# Requirement
In the entries below, change every "rough mask" to "initial mask" and reproduce the lines with nothing else altered.

[Saved data entries]
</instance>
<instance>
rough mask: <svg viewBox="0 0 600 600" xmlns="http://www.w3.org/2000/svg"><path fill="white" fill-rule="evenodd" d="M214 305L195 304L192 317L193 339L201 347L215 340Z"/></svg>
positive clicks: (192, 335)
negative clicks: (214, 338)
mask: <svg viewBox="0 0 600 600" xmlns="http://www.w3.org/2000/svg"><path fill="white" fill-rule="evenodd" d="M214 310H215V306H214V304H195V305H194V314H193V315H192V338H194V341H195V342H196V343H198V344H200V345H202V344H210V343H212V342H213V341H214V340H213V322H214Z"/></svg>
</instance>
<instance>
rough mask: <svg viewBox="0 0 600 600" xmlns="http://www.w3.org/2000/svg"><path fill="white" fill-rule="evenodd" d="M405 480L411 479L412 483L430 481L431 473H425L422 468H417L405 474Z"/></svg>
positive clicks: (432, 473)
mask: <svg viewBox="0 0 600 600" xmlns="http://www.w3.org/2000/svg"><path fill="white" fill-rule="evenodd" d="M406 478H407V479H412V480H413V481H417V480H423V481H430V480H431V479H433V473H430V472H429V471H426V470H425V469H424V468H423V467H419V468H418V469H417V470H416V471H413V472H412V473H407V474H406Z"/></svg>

# Your solution
</instance>
<instance>
initial mask: <svg viewBox="0 0 600 600" xmlns="http://www.w3.org/2000/svg"><path fill="white" fill-rule="evenodd" d="M214 305L195 304L192 317L193 339L201 347L215 340Z"/></svg>
positive clicks: (192, 335)
negative clicks: (214, 338)
mask: <svg viewBox="0 0 600 600" xmlns="http://www.w3.org/2000/svg"><path fill="white" fill-rule="evenodd" d="M214 310H215V306H214V304H195V305H194V314H193V315H192V338H194V341H195V342H196V343H198V344H200V345H202V344H210V343H212V342H213V341H214V340H213V322H214Z"/></svg>
</instance>
<instance>
initial mask: <svg viewBox="0 0 600 600" xmlns="http://www.w3.org/2000/svg"><path fill="white" fill-rule="evenodd" d="M405 480L411 479L412 483L430 481L431 473H425L422 468H417L405 474Z"/></svg>
positive clicks: (432, 473)
mask: <svg viewBox="0 0 600 600" xmlns="http://www.w3.org/2000/svg"><path fill="white" fill-rule="evenodd" d="M406 478H407V479H412V480H413V481H417V480H423V481H430V480H431V479H433V473H430V472H429V471H426V470H425V469H424V468H423V467H419V468H418V469H417V470H416V471H413V472H412V473H407V474H406Z"/></svg>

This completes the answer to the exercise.